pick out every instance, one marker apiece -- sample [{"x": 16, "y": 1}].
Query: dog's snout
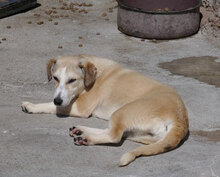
[{"x": 58, "y": 101}]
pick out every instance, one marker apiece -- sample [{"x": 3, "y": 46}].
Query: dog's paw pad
[
  {"x": 75, "y": 132},
  {"x": 81, "y": 141},
  {"x": 26, "y": 107}
]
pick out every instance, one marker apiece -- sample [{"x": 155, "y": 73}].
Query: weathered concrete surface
[{"x": 39, "y": 145}]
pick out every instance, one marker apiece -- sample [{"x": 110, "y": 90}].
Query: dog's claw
[
  {"x": 80, "y": 141},
  {"x": 78, "y": 137},
  {"x": 78, "y": 132}
]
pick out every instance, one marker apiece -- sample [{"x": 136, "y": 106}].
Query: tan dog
[{"x": 86, "y": 85}]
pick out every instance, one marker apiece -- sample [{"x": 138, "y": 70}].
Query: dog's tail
[{"x": 169, "y": 142}]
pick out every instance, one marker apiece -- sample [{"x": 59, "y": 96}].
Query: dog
[{"x": 144, "y": 110}]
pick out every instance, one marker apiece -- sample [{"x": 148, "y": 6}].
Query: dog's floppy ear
[
  {"x": 90, "y": 72},
  {"x": 49, "y": 66}
]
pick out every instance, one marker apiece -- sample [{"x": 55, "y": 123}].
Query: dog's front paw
[
  {"x": 27, "y": 107},
  {"x": 78, "y": 136}
]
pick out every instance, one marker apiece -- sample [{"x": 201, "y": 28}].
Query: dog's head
[{"x": 72, "y": 76}]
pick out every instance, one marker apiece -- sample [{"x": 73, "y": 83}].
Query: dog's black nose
[{"x": 58, "y": 101}]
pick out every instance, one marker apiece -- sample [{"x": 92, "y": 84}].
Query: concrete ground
[{"x": 39, "y": 145}]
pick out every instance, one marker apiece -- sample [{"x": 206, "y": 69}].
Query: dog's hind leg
[{"x": 90, "y": 136}]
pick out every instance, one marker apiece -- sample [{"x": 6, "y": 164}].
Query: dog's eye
[
  {"x": 55, "y": 78},
  {"x": 71, "y": 81}
]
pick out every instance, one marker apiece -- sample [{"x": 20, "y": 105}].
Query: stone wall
[{"x": 213, "y": 3}]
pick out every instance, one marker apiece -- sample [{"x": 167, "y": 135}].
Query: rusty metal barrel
[{"x": 159, "y": 19}]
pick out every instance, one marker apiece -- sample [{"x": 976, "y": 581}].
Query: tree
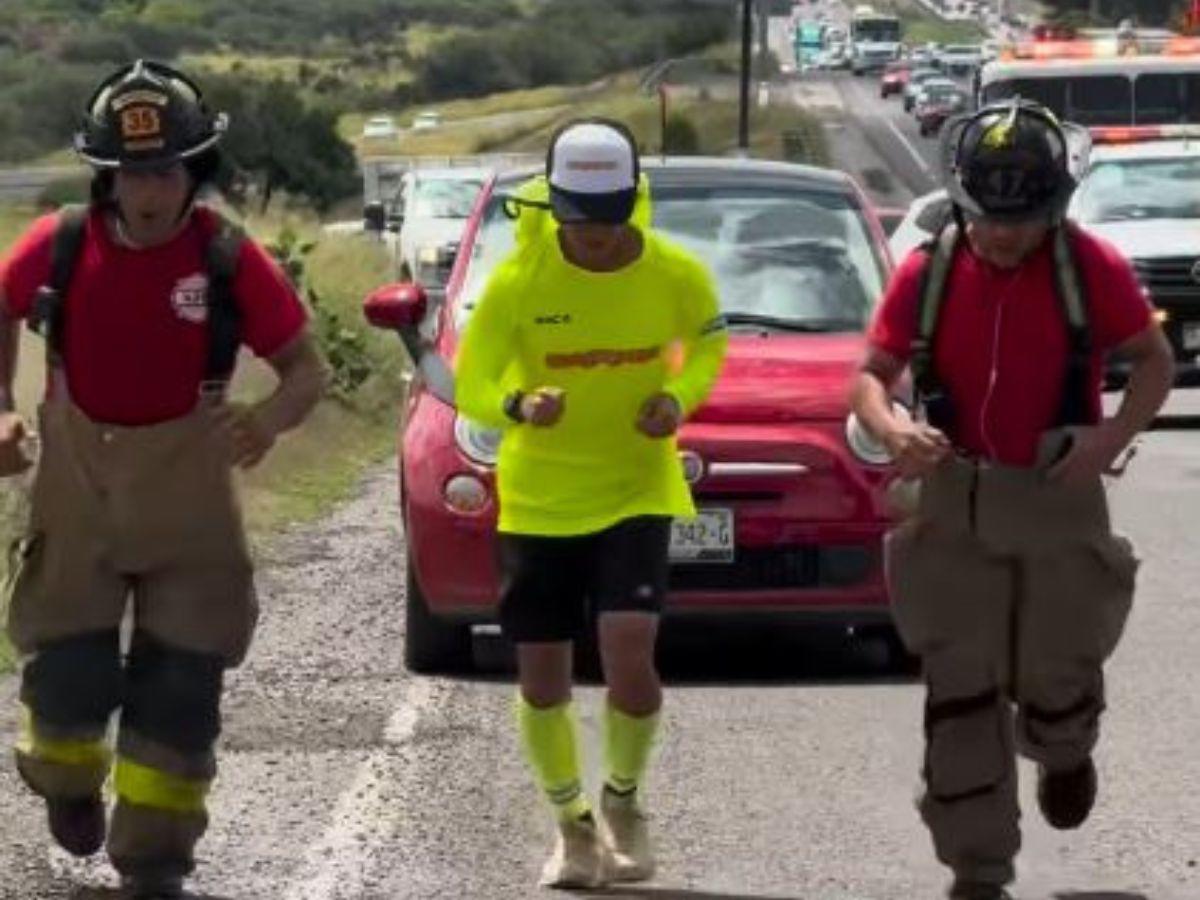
[{"x": 283, "y": 143}]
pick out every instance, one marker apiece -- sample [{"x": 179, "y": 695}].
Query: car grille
[
  {"x": 780, "y": 568},
  {"x": 1168, "y": 274}
]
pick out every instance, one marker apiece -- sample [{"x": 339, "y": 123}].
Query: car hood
[
  {"x": 1149, "y": 239},
  {"x": 436, "y": 232},
  {"x": 784, "y": 378}
]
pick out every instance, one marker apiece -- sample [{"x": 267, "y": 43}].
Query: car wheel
[{"x": 431, "y": 645}]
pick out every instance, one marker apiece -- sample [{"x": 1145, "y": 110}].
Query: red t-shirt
[
  {"x": 136, "y": 340},
  {"x": 1001, "y": 346}
]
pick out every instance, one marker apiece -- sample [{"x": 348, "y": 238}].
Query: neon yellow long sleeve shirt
[{"x": 609, "y": 341}]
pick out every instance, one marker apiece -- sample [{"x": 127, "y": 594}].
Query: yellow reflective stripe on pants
[
  {"x": 144, "y": 786},
  {"x": 90, "y": 754}
]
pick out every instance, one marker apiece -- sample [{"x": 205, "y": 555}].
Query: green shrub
[
  {"x": 681, "y": 137},
  {"x": 64, "y": 191}
]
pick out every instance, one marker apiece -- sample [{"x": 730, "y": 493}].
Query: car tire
[{"x": 432, "y": 645}]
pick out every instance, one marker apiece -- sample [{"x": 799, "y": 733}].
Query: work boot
[
  {"x": 1066, "y": 798},
  {"x": 77, "y": 823},
  {"x": 964, "y": 889},
  {"x": 580, "y": 859},
  {"x": 156, "y": 887},
  {"x": 624, "y": 828}
]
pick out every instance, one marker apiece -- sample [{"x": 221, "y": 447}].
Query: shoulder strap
[
  {"x": 1073, "y": 297},
  {"x": 930, "y": 391},
  {"x": 225, "y": 315},
  {"x": 47, "y": 316}
]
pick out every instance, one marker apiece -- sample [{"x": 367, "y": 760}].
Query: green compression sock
[
  {"x": 549, "y": 737},
  {"x": 628, "y": 744}
]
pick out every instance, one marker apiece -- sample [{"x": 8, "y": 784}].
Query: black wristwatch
[{"x": 513, "y": 406}]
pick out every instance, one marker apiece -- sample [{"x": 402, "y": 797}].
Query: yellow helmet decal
[{"x": 999, "y": 136}]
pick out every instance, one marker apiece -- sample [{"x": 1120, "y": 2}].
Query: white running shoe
[
  {"x": 627, "y": 832},
  {"x": 580, "y": 859}
]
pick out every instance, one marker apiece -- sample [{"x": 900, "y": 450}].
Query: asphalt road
[{"x": 787, "y": 766}]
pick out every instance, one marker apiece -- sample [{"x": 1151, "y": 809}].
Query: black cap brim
[{"x": 569, "y": 207}]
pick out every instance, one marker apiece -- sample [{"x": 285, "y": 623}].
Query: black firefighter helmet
[
  {"x": 1009, "y": 161},
  {"x": 147, "y": 115}
]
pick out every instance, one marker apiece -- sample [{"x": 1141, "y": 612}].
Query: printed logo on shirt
[
  {"x": 190, "y": 298},
  {"x": 591, "y": 359}
]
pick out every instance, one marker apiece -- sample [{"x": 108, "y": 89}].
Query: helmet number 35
[{"x": 141, "y": 123}]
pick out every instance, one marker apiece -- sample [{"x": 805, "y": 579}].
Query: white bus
[
  {"x": 1089, "y": 83},
  {"x": 874, "y": 40}
]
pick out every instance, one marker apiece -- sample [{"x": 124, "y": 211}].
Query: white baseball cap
[{"x": 593, "y": 172}]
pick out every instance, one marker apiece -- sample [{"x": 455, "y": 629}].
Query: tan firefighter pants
[
  {"x": 148, "y": 515},
  {"x": 1014, "y": 592}
]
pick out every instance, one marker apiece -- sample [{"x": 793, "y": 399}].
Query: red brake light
[
  {"x": 1182, "y": 47},
  {"x": 1134, "y": 133}
]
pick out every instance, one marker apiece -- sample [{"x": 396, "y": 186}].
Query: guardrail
[
  {"x": 25, "y": 184},
  {"x": 378, "y": 171}
]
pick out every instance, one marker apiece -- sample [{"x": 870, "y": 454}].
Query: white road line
[
  {"x": 912, "y": 151},
  {"x": 336, "y": 865}
]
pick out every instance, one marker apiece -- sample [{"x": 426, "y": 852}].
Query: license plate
[
  {"x": 708, "y": 538},
  {"x": 1192, "y": 335}
]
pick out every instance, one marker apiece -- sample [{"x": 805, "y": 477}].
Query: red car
[
  {"x": 937, "y": 101},
  {"x": 894, "y": 78},
  {"x": 791, "y": 516}
]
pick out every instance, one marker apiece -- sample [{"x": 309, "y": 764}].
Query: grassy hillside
[{"x": 351, "y": 57}]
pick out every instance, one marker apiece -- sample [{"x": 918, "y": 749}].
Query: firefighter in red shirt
[
  {"x": 143, "y": 298},
  {"x": 1007, "y": 579}
]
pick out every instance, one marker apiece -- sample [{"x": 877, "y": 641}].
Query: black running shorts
[{"x": 551, "y": 585}]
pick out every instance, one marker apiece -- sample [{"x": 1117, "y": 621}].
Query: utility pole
[{"x": 744, "y": 101}]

DESCRIPTION OF THE TASK
Pictures are excluded; repeat every record exactly.

OUTPUT OF THE EXERCISE
pick out every instance, one marker apiece -- sample [{"x": 16, "y": 1}].
Query: dog's snout
[{"x": 58, "y": 101}]
pick out every instance, one marker apiece -- sample [{"x": 3, "y": 46}].
Query: dog's paw pad
[
  {"x": 75, "y": 132},
  {"x": 81, "y": 141},
  {"x": 26, "y": 107}
]
pick out every instance, one marker apiece -- sample [{"x": 155, "y": 73}].
Query: weathered concrete surface
[{"x": 39, "y": 145}]
pick out every instance, one marker apiece -- sample [{"x": 110, "y": 90}].
Query: dog's claw
[
  {"x": 80, "y": 141},
  {"x": 78, "y": 137},
  {"x": 78, "y": 132}
]
pick out every instance, one marker apiece -- sample [{"x": 136, "y": 106}].
Query: tan dog
[{"x": 86, "y": 85}]
pick out every instance, one marker apiece -- sample [{"x": 138, "y": 70}].
Query: dog's tail
[{"x": 169, "y": 142}]
pick out every instance, one marker apiece -- sample [{"x": 59, "y": 96}].
Query: dog
[{"x": 144, "y": 110}]
pick out every instance, one marker apiece -- sample [{"x": 148, "y": 6}].
Query: dog's floppy ear
[
  {"x": 90, "y": 72},
  {"x": 49, "y": 66}
]
pick out every instance, one marker apiece -- sample [{"x": 55, "y": 123}].
Query: dog's front paw
[
  {"x": 27, "y": 107},
  {"x": 78, "y": 136}
]
pick out every instance, one marker apiece -- sample [{"x": 201, "y": 28}].
Query: dog's head
[{"x": 72, "y": 76}]
pick out every instance, one marker apiece -- sample [{"x": 73, "y": 83}].
Query: dog's black nose
[{"x": 58, "y": 101}]
pick out every instance, one marker apiece -- sample [{"x": 92, "y": 84}].
Query: concrete ground
[{"x": 39, "y": 145}]
pick out every instance, one marker apiece -- sample [{"x": 206, "y": 69}].
Query: dog's hind leg
[{"x": 90, "y": 136}]
pick out every instance, one marker apiece -- sample [{"x": 6, "y": 164}].
Query: dog's eye
[
  {"x": 55, "y": 78},
  {"x": 71, "y": 81}
]
pick out every instance, one marker apiece -- sample [{"x": 20, "y": 105}].
Query: stone wall
[{"x": 213, "y": 3}]
pick out every instance, one marker apiece -- sample [{"x": 167, "y": 135}].
Query: rusty metal barrel
[{"x": 159, "y": 19}]
pick out every instance, one marker apiece -- sample [{"x": 976, "y": 581}].
Query: tree
[{"x": 283, "y": 143}]
pick out every instance, one marker apiece -- sample [{"x": 179, "y": 695}].
Query: car grille
[
  {"x": 780, "y": 568},
  {"x": 1168, "y": 274}
]
pick out every instance, one marker apiece -- sample [{"x": 339, "y": 123}].
Query: car hood
[
  {"x": 1149, "y": 239},
  {"x": 436, "y": 232},
  {"x": 784, "y": 378}
]
pick out every instance, one marker apiece -- sample [{"x": 267, "y": 43}].
Query: car wheel
[{"x": 431, "y": 645}]
pick out every instance, one marker apiece -- sample [{"x": 1145, "y": 110}].
Query: red t-shirt
[
  {"x": 136, "y": 340},
  {"x": 1001, "y": 346}
]
pick out every instance, one marker apiece -- sample [{"x": 348, "y": 238}].
Query: neon yellow long sleeve shirt
[{"x": 609, "y": 341}]
pick out every instance, one marker apiece -- sample [{"x": 127, "y": 594}].
Query: yellow reflective stripe on pants
[
  {"x": 144, "y": 786},
  {"x": 90, "y": 754}
]
pick out every instance, one marker apiece -- sample [{"x": 205, "y": 555}].
Query: green shrub
[
  {"x": 681, "y": 137},
  {"x": 64, "y": 191}
]
pick out every instance, one marker apiece -- sample [{"x": 730, "y": 493}].
Query: car tire
[{"x": 432, "y": 645}]
pick out every instance, one marker apiece -- sample [{"x": 799, "y": 733}].
Query: work boot
[
  {"x": 1066, "y": 798},
  {"x": 77, "y": 823},
  {"x": 964, "y": 889},
  {"x": 580, "y": 859},
  {"x": 156, "y": 887},
  {"x": 624, "y": 828}
]
pick out every instance, one marker apiece -- sample [{"x": 221, "y": 447}].
Query: shoulder strap
[
  {"x": 1073, "y": 297},
  {"x": 930, "y": 391},
  {"x": 225, "y": 315},
  {"x": 47, "y": 316}
]
pick out every instance, one marker apiece -- sample [{"x": 367, "y": 760}].
Query: green compression sock
[
  {"x": 549, "y": 737},
  {"x": 628, "y": 744}
]
pick out every instance, one marker apiece -- sample [{"x": 8, "y": 784}].
Query: black wristwatch
[{"x": 513, "y": 406}]
pick out every instance, one marker apiece -- sample [{"x": 402, "y": 797}].
Query: yellow helmet decal
[{"x": 999, "y": 136}]
pick out every instance, one marker apiece -- sample [{"x": 1120, "y": 2}].
Query: white running shoe
[
  {"x": 627, "y": 832},
  {"x": 580, "y": 859}
]
pick out every instance, one marker apiece -- sample [{"x": 900, "y": 450}].
Query: asphalt road
[{"x": 787, "y": 766}]
pick out every instance, one marker apiece -- sample [{"x": 1151, "y": 809}].
Query: black cap brim
[{"x": 569, "y": 207}]
pick out every instance, one marker apiece -- sample [{"x": 285, "y": 623}].
Query: black firefighter helmet
[
  {"x": 1009, "y": 161},
  {"x": 147, "y": 115}
]
pick out every instance, one marker apiece -- sample [{"x": 1141, "y": 612}].
Query: printed logo on shirt
[
  {"x": 190, "y": 298},
  {"x": 591, "y": 359}
]
pick out every instance, one marker apiece -- sample [{"x": 108, "y": 89}].
Query: helmet number 35
[{"x": 141, "y": 123}]
pick out every instance, one marker apiece -- sample [{"x": 805, "y": 579}].
Query: white bus
[
  {"x": 1089, "y": 83},
  {"x": 874, "y": 40}
]
pick out every instance, one marker apiece -- sample [{"x": 124, "y": 211}].
Query: white baseball cap
[{"x": 593, "y": 172}]
pick out every instance, one marker apiece -- sample [{"x": 455, "y": 629}].
Query: tan firefighter pants
[
  {"x": 148, "y": 515},
  {"x": 1014, "y": 592}
]
pick out every instance, one marker apiece -- sample [{"x": 793, "y": 399}].
Query: red brake light
[
  {"x": 1182, "y": 47},
  {"x": 1134, "y": 133}
]
pick out every instance, one marker apiece -- sample [{"x": 396, "y": 186}].
Query: guardrail
[
  {"x": 25, "y": 184},
  {"x": 378, "y": 171}
]
pick out every instance, one marker apiece -- sample [{"x": 870, "y": 454}].
Query: white road line
[
  {"x": 912, "y": 151},
  {"x": 336, "y": 865}
]
pick out every instance, one marker apiece -- sample [{"x": 426, "y": 852}].
Query: license plate
[
  {"x": 708, "y": 538},
  {"x": 1192, "y": 335}
]
pick out every instance, one marker apiece -- sample [{"x": 805, "y": 477}].
Query: red car
[
  {"x": 937, "y": 101},
  {"x": 894, "y": 78},
  {"x": 791, "y": 516}
]
pick out every instance, one marker apiece -- sample [{"x": 309, "y": 764}].
Query: grassy hillside
[{"x": 351, "y": 57}]
pick out every instance, one marker apiece -- sample [{"x": 918, "y": 749}].
Query: firefighter in red shirt
[
  {"x": 143, "y": 298},
  {"x": 1007, "y": 579}
]
pick out every instance, one marker apiece -- sample [{"x": 877, "y": 641}].
Query: black running shorts
[{"x": 551, "y": 585}]
pick out every instance, one marker apiece -- sample [{"x": 1117, "y": 621}].
Query: utility pole
[{"x": 744, "y": 101}]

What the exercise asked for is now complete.